## SHORT TASK
Identify every line in the material below that contains the string "slope", and copy each of those lines. Case counts.

## STORED RECORDS
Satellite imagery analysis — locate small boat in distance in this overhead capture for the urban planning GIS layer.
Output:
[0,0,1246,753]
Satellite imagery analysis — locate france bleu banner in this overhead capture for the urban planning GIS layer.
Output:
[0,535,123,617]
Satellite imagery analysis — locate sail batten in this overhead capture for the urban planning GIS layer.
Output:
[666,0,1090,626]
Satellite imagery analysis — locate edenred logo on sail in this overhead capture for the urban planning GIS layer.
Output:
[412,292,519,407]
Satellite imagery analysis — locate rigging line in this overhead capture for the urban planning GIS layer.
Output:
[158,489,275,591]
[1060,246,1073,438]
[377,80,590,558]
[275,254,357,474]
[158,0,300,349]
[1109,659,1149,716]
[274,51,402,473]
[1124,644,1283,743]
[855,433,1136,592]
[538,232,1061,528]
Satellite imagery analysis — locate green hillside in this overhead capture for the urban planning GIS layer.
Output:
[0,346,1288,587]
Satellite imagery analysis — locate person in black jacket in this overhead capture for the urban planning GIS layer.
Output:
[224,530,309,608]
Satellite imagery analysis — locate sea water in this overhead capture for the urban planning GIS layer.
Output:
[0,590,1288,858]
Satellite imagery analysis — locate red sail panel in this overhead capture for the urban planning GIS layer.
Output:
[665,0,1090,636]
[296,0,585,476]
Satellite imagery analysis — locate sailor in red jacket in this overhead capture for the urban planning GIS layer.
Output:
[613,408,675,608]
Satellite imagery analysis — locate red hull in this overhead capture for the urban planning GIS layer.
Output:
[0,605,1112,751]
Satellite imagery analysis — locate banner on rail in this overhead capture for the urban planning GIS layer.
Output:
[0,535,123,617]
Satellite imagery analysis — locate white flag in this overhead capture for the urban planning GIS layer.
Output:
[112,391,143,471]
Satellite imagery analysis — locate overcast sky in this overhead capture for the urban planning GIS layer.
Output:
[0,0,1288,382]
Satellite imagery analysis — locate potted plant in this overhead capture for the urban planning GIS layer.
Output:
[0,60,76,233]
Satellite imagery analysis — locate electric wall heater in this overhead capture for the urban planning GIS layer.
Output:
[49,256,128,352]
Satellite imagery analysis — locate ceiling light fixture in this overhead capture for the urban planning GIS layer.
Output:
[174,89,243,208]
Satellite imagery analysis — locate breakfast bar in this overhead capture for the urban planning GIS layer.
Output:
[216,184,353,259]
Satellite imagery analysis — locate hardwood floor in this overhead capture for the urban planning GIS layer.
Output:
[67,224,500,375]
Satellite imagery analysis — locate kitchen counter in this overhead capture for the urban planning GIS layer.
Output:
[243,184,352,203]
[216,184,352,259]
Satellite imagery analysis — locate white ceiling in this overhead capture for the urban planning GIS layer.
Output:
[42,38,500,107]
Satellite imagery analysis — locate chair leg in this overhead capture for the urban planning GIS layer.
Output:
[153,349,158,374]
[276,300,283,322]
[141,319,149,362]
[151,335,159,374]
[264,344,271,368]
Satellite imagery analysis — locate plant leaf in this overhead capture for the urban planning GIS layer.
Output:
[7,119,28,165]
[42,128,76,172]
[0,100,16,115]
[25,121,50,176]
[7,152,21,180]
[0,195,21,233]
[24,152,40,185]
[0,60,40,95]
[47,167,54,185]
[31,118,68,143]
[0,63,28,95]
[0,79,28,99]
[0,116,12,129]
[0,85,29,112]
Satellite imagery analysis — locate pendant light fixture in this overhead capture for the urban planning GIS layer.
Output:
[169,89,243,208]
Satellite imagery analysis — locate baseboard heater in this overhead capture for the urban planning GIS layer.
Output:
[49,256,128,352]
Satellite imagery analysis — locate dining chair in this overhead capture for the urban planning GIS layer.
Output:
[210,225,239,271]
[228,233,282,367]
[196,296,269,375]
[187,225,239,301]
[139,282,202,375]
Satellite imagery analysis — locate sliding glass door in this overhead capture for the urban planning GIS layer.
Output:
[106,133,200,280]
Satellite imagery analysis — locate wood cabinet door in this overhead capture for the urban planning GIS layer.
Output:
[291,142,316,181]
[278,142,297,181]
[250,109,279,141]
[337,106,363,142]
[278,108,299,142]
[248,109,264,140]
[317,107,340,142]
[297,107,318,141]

---

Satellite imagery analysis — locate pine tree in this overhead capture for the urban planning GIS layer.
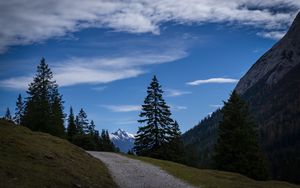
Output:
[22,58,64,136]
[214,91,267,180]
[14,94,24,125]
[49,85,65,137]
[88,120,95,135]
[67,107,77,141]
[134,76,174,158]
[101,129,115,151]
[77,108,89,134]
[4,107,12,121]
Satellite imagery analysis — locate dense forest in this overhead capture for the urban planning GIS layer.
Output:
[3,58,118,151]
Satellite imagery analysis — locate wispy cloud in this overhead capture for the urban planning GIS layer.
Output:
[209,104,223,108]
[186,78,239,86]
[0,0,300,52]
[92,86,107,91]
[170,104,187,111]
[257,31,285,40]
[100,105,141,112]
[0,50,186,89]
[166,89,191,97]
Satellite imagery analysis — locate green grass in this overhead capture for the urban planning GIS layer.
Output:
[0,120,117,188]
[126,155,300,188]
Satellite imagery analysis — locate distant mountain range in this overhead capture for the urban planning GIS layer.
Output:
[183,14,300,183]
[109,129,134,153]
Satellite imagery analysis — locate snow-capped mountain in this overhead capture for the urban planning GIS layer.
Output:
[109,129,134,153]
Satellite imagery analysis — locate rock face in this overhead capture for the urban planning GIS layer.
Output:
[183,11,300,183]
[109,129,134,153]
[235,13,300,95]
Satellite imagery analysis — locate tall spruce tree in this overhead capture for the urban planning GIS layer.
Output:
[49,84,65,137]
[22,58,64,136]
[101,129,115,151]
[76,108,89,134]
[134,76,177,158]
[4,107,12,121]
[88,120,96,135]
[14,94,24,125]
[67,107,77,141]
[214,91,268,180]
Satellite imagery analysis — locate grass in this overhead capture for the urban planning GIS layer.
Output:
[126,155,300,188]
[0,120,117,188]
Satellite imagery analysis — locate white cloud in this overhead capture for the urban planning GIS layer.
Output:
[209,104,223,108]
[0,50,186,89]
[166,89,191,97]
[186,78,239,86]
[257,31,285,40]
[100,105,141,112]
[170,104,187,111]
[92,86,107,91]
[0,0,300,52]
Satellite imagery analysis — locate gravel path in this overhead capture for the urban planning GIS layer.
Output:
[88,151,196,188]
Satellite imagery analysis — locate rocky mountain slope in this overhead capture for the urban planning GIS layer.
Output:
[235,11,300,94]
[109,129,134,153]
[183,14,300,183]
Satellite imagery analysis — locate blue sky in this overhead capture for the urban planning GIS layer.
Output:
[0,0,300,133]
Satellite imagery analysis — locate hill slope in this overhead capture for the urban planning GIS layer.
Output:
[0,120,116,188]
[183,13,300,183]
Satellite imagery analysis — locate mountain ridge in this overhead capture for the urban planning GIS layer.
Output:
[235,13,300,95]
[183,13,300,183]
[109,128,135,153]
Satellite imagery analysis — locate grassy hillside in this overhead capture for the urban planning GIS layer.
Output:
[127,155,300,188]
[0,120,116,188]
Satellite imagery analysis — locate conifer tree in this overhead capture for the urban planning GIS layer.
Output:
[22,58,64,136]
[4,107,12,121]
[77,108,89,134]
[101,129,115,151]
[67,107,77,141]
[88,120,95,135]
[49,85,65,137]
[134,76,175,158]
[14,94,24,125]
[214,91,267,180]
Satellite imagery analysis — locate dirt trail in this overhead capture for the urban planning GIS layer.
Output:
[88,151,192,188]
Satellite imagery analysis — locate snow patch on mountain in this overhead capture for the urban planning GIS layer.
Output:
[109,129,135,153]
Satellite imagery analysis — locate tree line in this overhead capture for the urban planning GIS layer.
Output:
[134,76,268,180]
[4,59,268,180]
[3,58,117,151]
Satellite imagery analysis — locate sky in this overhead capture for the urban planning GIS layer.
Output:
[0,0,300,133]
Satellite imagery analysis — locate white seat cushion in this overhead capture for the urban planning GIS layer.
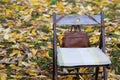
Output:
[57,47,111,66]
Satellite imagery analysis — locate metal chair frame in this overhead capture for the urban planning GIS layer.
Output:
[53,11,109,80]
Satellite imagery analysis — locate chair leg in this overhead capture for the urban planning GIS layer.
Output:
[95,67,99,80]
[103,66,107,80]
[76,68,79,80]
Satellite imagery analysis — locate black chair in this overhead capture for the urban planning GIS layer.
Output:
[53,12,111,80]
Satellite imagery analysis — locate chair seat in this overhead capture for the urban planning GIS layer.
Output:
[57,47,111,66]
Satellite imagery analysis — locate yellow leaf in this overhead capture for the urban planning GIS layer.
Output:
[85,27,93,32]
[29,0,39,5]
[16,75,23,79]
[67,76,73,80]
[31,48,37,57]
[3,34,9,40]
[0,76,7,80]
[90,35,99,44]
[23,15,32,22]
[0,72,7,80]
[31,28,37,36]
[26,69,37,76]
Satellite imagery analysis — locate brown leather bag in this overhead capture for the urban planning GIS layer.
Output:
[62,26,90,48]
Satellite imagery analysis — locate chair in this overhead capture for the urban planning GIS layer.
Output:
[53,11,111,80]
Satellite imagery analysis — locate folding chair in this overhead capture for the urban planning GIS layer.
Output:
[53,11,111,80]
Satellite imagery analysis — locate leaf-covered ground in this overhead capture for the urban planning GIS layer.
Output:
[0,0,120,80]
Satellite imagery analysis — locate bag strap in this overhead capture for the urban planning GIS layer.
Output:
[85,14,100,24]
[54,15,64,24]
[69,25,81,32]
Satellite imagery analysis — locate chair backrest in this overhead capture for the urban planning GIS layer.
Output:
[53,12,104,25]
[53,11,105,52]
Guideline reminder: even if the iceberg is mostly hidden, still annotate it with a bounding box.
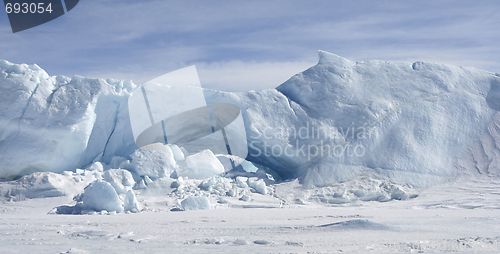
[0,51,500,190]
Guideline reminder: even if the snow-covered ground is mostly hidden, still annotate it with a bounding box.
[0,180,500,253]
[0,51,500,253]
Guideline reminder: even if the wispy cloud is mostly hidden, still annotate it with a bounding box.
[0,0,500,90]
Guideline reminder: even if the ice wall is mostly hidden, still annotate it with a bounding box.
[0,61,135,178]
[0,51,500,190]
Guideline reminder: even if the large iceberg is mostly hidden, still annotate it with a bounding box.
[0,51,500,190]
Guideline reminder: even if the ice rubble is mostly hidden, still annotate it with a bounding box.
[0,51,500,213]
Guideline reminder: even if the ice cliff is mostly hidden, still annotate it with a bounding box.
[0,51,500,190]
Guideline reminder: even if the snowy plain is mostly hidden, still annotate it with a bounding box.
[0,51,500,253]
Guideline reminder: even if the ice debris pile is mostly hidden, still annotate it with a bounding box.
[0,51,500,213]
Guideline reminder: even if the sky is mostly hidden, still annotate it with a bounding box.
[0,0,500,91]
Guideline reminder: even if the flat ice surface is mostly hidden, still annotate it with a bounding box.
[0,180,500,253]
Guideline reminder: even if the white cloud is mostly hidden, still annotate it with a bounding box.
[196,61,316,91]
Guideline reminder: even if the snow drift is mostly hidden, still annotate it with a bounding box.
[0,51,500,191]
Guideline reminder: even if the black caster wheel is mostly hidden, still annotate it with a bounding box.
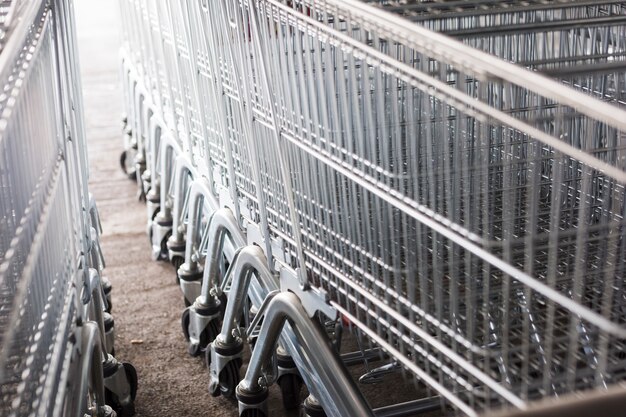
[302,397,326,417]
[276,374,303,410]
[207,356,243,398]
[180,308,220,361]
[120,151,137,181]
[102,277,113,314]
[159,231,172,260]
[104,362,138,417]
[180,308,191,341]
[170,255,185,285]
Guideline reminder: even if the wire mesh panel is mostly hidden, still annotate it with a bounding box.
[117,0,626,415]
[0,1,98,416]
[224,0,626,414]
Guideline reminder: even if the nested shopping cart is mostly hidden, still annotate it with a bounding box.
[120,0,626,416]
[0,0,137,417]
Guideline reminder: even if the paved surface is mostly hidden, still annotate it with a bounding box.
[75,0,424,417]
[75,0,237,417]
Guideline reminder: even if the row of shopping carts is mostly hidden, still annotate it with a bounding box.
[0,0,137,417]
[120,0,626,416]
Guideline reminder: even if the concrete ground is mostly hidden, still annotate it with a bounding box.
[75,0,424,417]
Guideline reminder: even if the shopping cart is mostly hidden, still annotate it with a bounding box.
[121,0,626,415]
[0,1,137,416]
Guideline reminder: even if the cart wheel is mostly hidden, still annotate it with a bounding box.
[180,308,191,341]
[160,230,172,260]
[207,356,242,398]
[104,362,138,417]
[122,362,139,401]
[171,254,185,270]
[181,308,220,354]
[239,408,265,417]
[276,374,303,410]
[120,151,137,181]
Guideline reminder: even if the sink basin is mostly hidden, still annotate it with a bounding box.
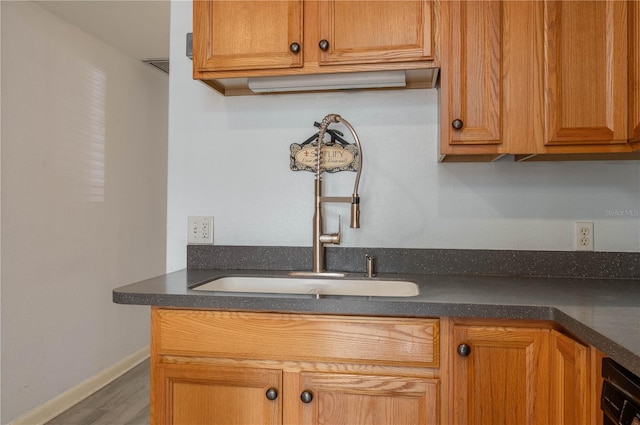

* * *

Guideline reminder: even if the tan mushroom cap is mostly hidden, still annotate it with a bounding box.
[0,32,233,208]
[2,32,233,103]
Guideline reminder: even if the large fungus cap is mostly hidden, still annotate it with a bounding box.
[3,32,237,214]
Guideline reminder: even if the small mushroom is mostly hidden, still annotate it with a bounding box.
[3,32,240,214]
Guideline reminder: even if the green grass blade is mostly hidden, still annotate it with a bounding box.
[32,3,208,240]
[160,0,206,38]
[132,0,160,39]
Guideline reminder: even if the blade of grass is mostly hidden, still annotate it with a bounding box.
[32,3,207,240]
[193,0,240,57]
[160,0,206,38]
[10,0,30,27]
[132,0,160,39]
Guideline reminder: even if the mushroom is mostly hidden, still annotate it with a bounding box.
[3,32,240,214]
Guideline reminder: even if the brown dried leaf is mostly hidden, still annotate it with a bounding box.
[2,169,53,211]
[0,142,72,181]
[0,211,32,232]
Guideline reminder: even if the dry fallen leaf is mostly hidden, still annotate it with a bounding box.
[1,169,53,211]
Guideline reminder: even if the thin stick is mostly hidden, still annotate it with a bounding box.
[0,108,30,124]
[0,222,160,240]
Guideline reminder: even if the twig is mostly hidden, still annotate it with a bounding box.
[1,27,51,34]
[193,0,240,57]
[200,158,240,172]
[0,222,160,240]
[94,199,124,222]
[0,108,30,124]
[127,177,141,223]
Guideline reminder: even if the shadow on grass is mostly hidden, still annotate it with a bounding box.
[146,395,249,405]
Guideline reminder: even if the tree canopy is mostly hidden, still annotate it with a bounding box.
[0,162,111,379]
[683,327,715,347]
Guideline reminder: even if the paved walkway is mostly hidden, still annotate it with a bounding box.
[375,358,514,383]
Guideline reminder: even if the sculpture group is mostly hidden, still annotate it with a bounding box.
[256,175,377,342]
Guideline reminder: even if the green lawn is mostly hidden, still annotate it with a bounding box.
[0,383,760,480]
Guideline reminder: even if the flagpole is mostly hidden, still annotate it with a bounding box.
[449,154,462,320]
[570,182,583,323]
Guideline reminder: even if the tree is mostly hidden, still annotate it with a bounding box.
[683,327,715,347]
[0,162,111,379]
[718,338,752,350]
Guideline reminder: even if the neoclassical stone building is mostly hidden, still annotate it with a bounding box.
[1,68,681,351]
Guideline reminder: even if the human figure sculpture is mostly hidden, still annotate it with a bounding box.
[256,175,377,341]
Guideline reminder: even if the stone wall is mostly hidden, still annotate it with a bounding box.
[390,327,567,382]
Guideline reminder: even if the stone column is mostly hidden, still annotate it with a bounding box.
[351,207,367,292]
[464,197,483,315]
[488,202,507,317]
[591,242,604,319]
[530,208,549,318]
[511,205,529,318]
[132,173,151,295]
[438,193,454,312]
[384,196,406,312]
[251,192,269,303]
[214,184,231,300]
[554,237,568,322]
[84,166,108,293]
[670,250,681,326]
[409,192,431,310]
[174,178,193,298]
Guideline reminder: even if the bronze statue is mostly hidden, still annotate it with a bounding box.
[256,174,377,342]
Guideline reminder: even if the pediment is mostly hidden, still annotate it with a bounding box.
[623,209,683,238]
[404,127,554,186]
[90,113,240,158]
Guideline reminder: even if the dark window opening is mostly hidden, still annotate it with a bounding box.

## RESULT OF THE EXERCISE
Satellite imagery analysis — locate rocky mountain slope in this overhead capture for the urban planning GIS layer.
Satellite imagery analysis — locate hill slope in this overhead capture for the urban planning GIS layer.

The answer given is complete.